STATED TASK:
Copy the data from the line that contains "Where can the blue" to its last line, exactly, including both of those lines and leaving out everything before.

Items from a data source:
__________
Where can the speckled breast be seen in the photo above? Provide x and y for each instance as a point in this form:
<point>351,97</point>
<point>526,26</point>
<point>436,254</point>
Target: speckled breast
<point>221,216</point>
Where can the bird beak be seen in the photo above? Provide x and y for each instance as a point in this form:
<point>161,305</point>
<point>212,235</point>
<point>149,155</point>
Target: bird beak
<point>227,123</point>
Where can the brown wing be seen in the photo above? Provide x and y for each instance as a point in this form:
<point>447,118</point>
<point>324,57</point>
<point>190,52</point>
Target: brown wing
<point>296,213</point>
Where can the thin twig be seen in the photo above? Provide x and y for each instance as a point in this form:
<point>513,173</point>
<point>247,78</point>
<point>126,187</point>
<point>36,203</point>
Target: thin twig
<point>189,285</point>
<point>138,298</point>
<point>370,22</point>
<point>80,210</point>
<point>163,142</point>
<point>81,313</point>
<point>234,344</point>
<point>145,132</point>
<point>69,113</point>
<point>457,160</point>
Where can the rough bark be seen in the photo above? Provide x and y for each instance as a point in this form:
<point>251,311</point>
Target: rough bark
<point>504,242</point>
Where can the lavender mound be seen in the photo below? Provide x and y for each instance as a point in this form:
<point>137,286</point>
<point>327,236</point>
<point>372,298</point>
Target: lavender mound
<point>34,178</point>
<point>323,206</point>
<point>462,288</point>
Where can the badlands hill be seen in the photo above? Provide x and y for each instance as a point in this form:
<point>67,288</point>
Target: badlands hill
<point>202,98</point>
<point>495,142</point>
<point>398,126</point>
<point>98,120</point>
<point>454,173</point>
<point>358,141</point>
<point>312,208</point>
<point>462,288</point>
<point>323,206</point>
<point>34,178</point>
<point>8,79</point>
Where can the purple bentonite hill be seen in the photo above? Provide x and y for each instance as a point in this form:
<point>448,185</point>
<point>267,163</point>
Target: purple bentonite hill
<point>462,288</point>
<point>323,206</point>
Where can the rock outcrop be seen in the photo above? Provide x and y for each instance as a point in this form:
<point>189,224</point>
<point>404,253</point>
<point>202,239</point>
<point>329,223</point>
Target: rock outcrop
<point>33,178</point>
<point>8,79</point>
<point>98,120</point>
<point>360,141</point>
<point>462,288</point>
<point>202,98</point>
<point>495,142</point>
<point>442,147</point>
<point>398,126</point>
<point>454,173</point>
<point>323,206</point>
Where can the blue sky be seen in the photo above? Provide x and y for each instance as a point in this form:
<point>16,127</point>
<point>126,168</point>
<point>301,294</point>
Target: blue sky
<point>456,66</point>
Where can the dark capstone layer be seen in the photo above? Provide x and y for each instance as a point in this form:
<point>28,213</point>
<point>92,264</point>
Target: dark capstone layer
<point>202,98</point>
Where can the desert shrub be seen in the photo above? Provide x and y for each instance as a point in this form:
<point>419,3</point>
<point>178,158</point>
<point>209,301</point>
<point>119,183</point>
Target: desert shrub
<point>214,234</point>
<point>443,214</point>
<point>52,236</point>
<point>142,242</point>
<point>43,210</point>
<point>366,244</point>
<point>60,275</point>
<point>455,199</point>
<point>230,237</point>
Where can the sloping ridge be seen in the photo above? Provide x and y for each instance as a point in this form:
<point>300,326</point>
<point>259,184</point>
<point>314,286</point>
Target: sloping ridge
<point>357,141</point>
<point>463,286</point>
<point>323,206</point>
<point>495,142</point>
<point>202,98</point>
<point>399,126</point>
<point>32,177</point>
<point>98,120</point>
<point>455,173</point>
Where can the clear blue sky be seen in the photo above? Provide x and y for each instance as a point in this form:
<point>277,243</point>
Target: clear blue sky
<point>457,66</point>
__________
OUTPUT FOR THIS TASK:
Where can the blue sky be seen in the photo above? Provide x and y for each instance as a point in this form:
<point>16,127</point>
<point>126,168</point>
<point>301,294</point>
Target: blue sky
<point>456,66</point>
Where can the dark capstone layer be seen in the photo above? Provide x and y for each instance as a point in this form:
<point>28,213</point>
<point>92,264</point>
Target: dark capstone layer
<point>202,98</point>
Where can the desert shrub be seen in the photo above? Provide x and y for each instance as a point in this form:
<point>419,3</point>
<point>178,158</point>
<point>209,301</point>
<point>119,183</point>
Target: desert shrub
<point>214,234</point>
<point>443,214</point>
<point>52,236</point>
<point>142,242</point>
<point>43,210</point>
<point>366,244</point>
<point>60,275</point>
<point>455,199</point>
<point>230,237</point>
Where can the sloping ridge be seen in the photo above? Provide x and y for each instance as a point in this form:
<point>300,326</point>
<point>259,184</point>
<point>314,286</point>
Target: sloping ridge
<point>357,141</point>
<point>463,286</point>
<point>323,206</point>
<point>495,142</point>
<point>202,98</point>
<point>399,126</point>
<point>32,177</point>
<point>98,120</point>
<point>455,173</point>
Where can the clear blue sky be seen in the photo above? Provide x and y for each instance as a point in this form:
<point>277,243</point>
Target: clear blue sky
<point>457,66</point>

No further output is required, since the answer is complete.